| Activity |
Decide whether each statement agrees with the news report on Eastern equine encephalitis in Maine horses. Answer yes or no for each, and quote the deciding words of the report. (a) The horses that have died were racehorses. (b) Most young racing horses have already been inoculated against EEE. (c) The horses that died had not been inoculated.

| Excerpt provided |
With five horses dying from Eastern equine encephalitis over the last month, Maine’s harness racing community is taking steps to guard against the spread of the disease to pacing and trotting racehorses.
Instances of the fatal, mosquito-borne disease have been confined to farm and pleasure horses, but the risk of spreading to racehorses is a concern.
“We encourage all the horsemen to get their horses all their shots: EEE, rabies and two others,” said Ralph Canney, Maine State Harness Racing Commission state steward. “They have to have one test to be certified to race, but there’s no requirement for EEE inoculation.”
Denise L. McNitt, a doctor of veterinary medicine and the MSHRC’s veterinarian, says most young racing horses, especially on breeding farms, have already been inoculated against EEE.
“Most are very well vaccinated, but the older horses, it depends on the trainer and where they’re at,” McNitt said. “We’ve gotten a fair amount of inquiries about it and whether they should vaccinate their horse. I’m pretty aggressive about urging vaccinations and I think the word’s getting out there.”
McNitt said one concern is communication and publicity as many horsemen are just finding out about the infections and deaths, which occurred in horses who were not inoculated, according to Maine State Veterinarian Don Hoenig.
“He’s fairly reluctant to require specific vaccinations, but he is very vocal about urging owners to have their horses vaccinated if they haven’t already been,” McNitt said.

| Given entries |
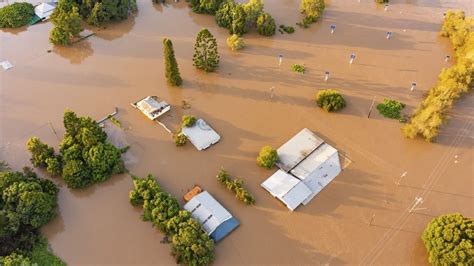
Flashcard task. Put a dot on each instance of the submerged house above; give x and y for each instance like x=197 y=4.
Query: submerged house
x=307 y=164
x=152 y=107
x=215 y=219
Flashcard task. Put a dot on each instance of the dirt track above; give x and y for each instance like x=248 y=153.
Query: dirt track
x=123 y=63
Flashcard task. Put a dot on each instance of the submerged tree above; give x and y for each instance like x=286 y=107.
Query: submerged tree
x=66 y=21
x=206 y=56
x=171 y=66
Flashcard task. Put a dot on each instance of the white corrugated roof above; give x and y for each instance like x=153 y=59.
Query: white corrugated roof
x=297 y=148
x=208 y=211
x=201 y=135
x=289 y=189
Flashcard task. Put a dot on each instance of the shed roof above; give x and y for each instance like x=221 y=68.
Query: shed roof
x=201 y=135
x=287 y=188
x=208 y=211
x=297 y=149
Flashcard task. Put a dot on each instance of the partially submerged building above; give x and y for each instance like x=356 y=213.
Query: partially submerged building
x=215 y=219
x=201 y=135
x=307 y=164
x=152 y=107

| The answer |
(a) No: "Instances of the fatal, mosquito-borne disease have been confined to farm and pleasure horses"
(b) Yes: "most young racing horses, especially on breeding farms, have already been inoculated against EEE"
(c) Yes: "which occurred in horses who were not inoculated"